For those unclear on what a Black Pill Moment means, I’ll share my take on the definition:

Black Pill Moment: A “Black Pill Moment” is when someone grasps a harsh, pessimistic truth about the world, leading to despair or hopelessness if they let it sink in. It’s a grim realization that things may be beyond repair, hitting like a gut punch.

Red Pill Moment: A “Red Pill Moment” is when someone sees a tough truth about the world, shattering old beliefs but leaving hope that change is possible if enough people act. It’s like waking up to a challenging reality with resolve to fight for better.

Blue Pill Moment: A “blue pill moment” is when someone avoids a harsh truth, choosing the comfort of denial or ignorance, like believing “ignorance is bliss.” Some psychiatrists call SSRIs like Prozac “blue pills” for creating an “I don’t care” mindset, numbing people to reality.

In the 1999 movie, The Matrix, Neo is offered a red pill or a blue pill by Morpheus. The red pill means waking up to the harsh truth of reality, rejecting illusions (like the Matrix’s simulated world), while the blue pill means staying in comfortable ignorance, unaware of the truth.

I usually see myself as red-pilled, believing in tough truths/reality, but holding onto hope for change.

If we are not careful a black pill can can be so earth shattering that it may lead to taking a blue pill!

After reading editorials about Texas’s mandated digital ID for apps, supposedly to protect children, I researched how many states and countries have mandatory or voluntary digital ID systems. (Voluntary is the trojan horse for future mandatory)  What I found opened my eyes to what could be labelled a “black pill moment”—the global push for digital IDs is far advanced, likely past the point of no return, aligning with the UN’s 2030 goal of universal legal identity and enabling a globalist digital currency system that could control access to everything.

What to work on.
**a)** In the text on pill moments, edit everything from "Blue Pill Moment: A" down to "people to reality.", using "avoidance" in place of "denial".
**b)** Shorten the paragraph of the pill moments text that begins "In the 1999 movie, The Matrix," while keeping its main facts.

Data shown.

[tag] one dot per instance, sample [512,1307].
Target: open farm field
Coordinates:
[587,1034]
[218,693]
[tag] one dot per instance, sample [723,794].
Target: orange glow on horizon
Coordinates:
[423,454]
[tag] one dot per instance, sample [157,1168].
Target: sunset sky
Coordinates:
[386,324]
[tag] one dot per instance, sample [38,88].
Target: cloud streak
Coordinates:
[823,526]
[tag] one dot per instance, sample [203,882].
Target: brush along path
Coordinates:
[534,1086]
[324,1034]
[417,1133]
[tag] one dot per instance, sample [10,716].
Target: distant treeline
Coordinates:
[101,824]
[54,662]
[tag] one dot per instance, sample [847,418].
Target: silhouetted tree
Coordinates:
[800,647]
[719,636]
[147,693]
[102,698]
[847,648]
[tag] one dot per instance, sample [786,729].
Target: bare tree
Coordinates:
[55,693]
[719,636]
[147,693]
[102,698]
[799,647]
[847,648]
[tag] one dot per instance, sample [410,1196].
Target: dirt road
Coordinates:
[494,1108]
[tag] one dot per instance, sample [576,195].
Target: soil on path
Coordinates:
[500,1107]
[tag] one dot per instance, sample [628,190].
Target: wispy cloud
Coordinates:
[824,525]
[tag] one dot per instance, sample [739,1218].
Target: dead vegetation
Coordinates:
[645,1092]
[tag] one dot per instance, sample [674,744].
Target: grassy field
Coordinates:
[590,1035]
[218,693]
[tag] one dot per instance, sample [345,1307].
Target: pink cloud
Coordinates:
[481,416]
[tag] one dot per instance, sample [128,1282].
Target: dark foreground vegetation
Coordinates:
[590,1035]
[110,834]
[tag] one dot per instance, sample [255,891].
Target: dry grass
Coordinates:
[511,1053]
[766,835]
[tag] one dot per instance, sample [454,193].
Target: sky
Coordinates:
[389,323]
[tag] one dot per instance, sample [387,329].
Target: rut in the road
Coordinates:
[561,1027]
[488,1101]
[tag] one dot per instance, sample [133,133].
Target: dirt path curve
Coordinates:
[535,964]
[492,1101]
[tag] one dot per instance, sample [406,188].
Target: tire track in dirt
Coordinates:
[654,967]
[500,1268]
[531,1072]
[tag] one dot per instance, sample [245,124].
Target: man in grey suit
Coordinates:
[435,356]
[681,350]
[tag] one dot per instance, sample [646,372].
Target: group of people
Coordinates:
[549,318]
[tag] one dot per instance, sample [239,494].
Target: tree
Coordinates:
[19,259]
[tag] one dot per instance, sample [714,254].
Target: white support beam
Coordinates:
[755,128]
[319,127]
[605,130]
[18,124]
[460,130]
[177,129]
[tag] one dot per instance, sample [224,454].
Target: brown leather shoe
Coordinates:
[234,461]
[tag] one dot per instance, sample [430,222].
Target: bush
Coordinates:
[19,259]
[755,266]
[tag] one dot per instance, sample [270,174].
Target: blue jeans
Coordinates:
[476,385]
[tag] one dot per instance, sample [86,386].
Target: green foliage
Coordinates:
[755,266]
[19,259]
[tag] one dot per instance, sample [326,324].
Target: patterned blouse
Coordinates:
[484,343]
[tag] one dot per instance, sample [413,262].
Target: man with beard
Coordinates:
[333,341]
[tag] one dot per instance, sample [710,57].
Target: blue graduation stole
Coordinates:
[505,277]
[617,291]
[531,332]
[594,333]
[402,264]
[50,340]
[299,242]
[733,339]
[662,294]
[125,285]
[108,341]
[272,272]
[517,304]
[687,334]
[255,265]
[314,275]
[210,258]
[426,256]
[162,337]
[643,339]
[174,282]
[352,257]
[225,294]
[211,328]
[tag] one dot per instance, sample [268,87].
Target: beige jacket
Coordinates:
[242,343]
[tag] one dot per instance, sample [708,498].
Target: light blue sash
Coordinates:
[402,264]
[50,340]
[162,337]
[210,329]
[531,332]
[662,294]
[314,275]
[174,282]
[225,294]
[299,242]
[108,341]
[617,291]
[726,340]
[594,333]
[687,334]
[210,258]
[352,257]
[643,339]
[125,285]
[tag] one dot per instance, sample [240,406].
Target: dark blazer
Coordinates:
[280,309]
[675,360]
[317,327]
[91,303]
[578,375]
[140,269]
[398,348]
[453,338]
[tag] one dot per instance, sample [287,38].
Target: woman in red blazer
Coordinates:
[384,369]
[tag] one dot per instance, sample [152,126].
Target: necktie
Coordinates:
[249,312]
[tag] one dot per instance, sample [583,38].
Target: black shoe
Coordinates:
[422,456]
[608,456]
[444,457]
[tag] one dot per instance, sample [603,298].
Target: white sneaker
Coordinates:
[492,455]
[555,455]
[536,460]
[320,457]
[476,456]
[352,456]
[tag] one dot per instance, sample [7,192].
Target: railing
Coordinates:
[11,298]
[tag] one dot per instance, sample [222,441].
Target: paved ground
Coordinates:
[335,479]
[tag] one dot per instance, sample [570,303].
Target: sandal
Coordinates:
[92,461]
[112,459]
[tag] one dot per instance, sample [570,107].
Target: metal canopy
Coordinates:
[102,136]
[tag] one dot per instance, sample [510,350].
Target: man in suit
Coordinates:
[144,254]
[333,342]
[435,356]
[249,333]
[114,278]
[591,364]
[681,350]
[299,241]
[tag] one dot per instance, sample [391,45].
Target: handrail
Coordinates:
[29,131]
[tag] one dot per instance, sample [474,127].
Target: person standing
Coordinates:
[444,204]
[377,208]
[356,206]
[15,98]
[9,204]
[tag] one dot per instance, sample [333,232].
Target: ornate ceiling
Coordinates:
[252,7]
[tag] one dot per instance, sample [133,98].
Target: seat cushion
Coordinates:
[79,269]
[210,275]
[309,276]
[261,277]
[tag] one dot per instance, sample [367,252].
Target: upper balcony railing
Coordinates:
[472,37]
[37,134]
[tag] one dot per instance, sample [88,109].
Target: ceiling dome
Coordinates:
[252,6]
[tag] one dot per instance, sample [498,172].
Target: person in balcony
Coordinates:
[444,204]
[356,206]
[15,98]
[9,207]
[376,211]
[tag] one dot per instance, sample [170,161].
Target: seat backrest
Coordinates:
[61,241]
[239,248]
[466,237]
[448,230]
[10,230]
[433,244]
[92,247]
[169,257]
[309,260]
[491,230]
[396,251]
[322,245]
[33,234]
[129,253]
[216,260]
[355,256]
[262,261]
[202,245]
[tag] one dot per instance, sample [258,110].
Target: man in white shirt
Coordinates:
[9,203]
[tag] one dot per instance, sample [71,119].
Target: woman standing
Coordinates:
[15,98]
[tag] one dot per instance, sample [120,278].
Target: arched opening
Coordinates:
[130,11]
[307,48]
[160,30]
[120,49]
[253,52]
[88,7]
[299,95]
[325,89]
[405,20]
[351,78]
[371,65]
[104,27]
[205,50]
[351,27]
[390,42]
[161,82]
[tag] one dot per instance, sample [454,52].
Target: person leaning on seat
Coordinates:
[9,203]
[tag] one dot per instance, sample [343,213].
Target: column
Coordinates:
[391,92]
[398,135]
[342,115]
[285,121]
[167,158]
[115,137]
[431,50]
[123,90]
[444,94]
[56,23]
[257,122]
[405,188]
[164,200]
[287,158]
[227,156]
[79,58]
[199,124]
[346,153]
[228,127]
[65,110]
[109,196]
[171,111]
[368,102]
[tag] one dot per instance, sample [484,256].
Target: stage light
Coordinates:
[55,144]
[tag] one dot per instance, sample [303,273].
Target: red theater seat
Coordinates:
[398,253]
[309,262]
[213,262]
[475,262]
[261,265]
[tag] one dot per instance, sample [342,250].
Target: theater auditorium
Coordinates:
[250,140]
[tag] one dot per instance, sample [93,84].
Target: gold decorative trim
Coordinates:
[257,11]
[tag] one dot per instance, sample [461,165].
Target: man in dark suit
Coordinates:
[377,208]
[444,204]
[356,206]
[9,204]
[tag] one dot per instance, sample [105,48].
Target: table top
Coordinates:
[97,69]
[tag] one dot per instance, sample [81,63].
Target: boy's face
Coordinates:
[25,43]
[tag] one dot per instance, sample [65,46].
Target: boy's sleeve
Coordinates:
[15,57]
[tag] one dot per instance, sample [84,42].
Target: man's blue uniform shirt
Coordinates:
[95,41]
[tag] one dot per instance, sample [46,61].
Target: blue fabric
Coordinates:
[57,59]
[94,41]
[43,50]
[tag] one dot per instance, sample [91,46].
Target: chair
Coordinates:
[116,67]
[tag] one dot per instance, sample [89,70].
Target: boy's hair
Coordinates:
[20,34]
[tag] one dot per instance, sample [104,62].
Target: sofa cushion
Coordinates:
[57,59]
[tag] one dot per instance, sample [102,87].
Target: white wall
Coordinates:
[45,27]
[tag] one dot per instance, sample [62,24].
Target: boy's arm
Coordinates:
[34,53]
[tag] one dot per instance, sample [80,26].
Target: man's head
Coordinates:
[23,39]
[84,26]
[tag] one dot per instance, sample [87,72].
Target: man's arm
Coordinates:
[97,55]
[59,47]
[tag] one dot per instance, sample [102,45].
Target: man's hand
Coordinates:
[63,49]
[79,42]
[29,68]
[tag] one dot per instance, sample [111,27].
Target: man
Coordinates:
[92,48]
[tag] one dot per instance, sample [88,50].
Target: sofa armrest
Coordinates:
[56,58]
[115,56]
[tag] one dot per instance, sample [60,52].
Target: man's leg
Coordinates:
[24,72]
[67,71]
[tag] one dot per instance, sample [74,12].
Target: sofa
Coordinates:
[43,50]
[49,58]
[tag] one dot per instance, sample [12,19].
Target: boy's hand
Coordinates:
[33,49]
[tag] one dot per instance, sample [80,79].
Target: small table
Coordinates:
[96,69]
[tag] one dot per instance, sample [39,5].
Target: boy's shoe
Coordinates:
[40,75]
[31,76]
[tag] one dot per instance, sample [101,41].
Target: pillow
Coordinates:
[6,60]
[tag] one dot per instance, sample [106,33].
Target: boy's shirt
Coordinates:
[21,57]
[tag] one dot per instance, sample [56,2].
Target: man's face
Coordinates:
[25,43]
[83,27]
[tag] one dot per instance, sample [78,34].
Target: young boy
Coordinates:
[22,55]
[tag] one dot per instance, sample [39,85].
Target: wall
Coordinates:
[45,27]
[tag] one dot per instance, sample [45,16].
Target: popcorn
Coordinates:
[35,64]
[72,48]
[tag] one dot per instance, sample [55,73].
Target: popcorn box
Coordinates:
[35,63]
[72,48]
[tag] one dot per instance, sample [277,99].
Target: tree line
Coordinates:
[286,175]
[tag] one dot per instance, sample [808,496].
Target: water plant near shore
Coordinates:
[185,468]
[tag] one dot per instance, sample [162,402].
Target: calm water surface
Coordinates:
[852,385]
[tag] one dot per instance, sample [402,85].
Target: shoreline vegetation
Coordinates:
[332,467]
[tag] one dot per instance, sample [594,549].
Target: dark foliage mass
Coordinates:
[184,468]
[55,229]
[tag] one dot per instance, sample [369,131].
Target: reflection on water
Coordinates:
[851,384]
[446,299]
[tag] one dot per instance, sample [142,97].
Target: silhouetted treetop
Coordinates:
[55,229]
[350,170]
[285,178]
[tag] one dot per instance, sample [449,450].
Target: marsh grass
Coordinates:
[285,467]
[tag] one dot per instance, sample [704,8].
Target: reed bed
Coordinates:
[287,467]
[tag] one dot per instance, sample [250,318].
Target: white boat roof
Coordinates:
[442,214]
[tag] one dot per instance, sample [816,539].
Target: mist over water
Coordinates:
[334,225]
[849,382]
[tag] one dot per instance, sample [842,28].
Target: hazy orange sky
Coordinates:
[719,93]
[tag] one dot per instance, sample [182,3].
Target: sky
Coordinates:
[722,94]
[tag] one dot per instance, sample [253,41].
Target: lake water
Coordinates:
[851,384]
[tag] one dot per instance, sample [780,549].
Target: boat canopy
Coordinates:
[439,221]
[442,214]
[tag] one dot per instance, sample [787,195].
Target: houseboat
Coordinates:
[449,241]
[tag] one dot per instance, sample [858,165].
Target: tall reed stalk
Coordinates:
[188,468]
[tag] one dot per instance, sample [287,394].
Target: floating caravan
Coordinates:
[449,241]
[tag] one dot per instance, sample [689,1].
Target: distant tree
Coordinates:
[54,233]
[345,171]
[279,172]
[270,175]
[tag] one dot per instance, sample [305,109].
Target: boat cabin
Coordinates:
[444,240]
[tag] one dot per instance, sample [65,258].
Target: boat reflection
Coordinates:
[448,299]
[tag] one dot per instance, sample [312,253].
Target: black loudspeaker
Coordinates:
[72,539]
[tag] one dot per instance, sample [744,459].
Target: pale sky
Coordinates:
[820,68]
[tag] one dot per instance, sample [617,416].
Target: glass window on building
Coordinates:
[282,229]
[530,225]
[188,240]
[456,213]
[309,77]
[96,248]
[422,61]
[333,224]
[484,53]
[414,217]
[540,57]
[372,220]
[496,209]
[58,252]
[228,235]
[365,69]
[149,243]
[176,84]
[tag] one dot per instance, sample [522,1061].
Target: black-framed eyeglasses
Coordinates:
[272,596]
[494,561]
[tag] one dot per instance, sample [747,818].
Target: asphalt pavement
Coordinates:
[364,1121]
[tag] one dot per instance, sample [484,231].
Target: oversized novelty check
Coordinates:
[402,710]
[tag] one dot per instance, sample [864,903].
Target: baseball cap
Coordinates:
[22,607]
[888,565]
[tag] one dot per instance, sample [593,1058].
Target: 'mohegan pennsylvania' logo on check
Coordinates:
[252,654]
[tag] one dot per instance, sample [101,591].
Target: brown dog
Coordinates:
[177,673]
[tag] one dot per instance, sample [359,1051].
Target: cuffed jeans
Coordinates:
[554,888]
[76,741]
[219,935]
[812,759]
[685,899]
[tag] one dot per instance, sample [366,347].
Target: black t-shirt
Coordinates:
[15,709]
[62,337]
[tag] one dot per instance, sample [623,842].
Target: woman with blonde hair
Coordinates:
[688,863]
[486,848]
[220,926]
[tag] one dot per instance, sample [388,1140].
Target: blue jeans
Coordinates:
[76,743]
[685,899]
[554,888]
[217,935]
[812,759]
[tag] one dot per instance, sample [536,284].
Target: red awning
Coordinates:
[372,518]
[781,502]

Outputs.
**a)**
Blue Pill Moment: A “blue pill moment” is when someone avoids a harsh truth, choosing the comfort of avoidance or ignorance, like believing “ignorance is bliss.” Some psychiatrists call SSRIs like Prozac “blue pills” for creating an “I don’t care” mindset, numbing people to reality.

**b)** In The Matrix (1999), Morpheus offers Neo a red pill or a blue pill. The red pill means waking up to reality's harsh truth and rejecting illusions like the Matrix's simulated world. The blue pill means staying in comfortable ignorance of the truth.